Texto de lectura:
La zona de caza se situaba en las montañas de la región de Khomas, ochenta kilómetros al oeste de la capital. La concesión es una propiedad abierta que, en sus veinte mil hectáreas, cuenta con altitudes que oscilan entre los 1.300 y 2.000 metros. Se caza a caballo o a pie, hay pocos caminos, las montañas son muy altas y hay profundas gargantas. Esta zona no cuenta con una gran variedad de especies, algunas cebras de Hartmann, órix, kudus, klipspringers, steenboks y leopardos, pero la caza es auténtica.

 

A diferencia de la primera vez que cazamos aquí, en esta ocasión no tardamos mucho tiempo en encontrar las primeras cebras al coronar una cresta. Pero estábamos tan cerca que nos vieron de inmediato y huyeron al galope, desapareciendo rápidamente detrás de la colina siguiente, a más de un kilómetro.

 

Seguimos su rastro, pero los dioses de la caza debían de estar con nosotros, porque a pesar de que no volvimos a ver cebras, encontramos un grupo de órix, con dos buenos machos, en otra colina muy cerca. Descabalgamos con todo a nuestro favor. Nuestra vertiente estaba en la umbría y algunas rocas grandes nos mantenían ocultos en la fase final de la aproximación. Sería un disparo de ladera a ladera, pero con el sol por detrás y el viento de frente, las cosas no podrían ir mejor. Diez minutos más tarde llegamos a la posición que queríamos, con los antílopes pastando tranquilamente a poco más de trescientos metros.

 

Ninguno de los machos era un trofeo excepcional, pero uno de ellos tenía largos cuernos y la base lo suficientemente gruesa como para no rechazarlo. Me senté apoyado en una piedra, apoyé el arma en las rodillas… y me acordé del día anterior. No, no iba a fallar, esperé a que el órix se pusiera de lado, apunté un palmo por encima del punto que quería alcanzar, contuve la respiración y apreté el gatillo con suavidad. El disparo resonó entre las montañas y el antílope acusó el impacto. A través del visór pude ver que le había roto los dos hombros y a los pocos metros cayó fulminado, el disparo había salido perfecto.

 

Nos acercamos con cautela, ya que el órix puede ser peligroso cuando está herido debido a sus cuernos, largos y afilados, que son auténticas lanzas, pero aquel ya era mi trofeo. Tomamos fotografías y dos de los ayudantes que nos acompañaron desollaron al antílope y lo cargaron en un caballo con silla de carga para regresar a la casa. Nosotros seguimos nuestro viaje detrás de las cebras.

Datos recopilados:
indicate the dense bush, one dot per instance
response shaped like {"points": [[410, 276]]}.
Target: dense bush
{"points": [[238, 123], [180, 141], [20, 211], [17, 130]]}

Tareas por realizar:
[1] Indique si cada afirmación concuerda con el relato de caza, respondiendo sí o no y citando textualmente las palabras decisivas del relato: (a) La concesión tiene veinte mil hectáreas. (b) La zona cuenta con una gran variedad de especies. (c) Los órix pastaban a unos cien metros de los cazadores.
[2] Redacte lo que sigue en el relato de caza en las montañas de Khomas, a partir de su última oración.
Los datos no se necesitan para lo que aquí se pide.

Respuestas por tarea:
[1]
(a) Sí: «en sus veinte mil hectáreas».
(b) No: «Esta zona no cuenta con una gran variedad de especies».
(c) No: «con los antílopes pastando tranquilamente a poco más de trescientos metros».

[2]
La caza en Khomas es verdadera caza de montaña, que es siempre de facilidad engañosa, «subir, atalayar, ver sin ser visto y tener cuidado al aproximarse con el viento». En este caso, es lo mismo, pero con el agravante de que las cebras viven en manadas, con muchos ojos y narices de alerta. En las primeras horas del día están en medio de las colinas con los primeros rayos del sol, pero a mitad de la mañana buscan las crestas, tratando de refrescarse con las brisas que soplan en los puntos más altos, pero siempre con centinelas que dominan todas las vertientes y todos los valles hasta donde alcanza su visión prodigiosa.

 

Casi al mediodía, con la ayuda de unos buenos prismáticos, descubrimos la silueta de tres cebras en la cumbre de una montaña a más de cinco kilómetros. Era la montaña más alta de una pequeña cordillera y tendríamos que dar una gran vuelta, aprovechando otras sierras, con el fin de evitar ser vistos.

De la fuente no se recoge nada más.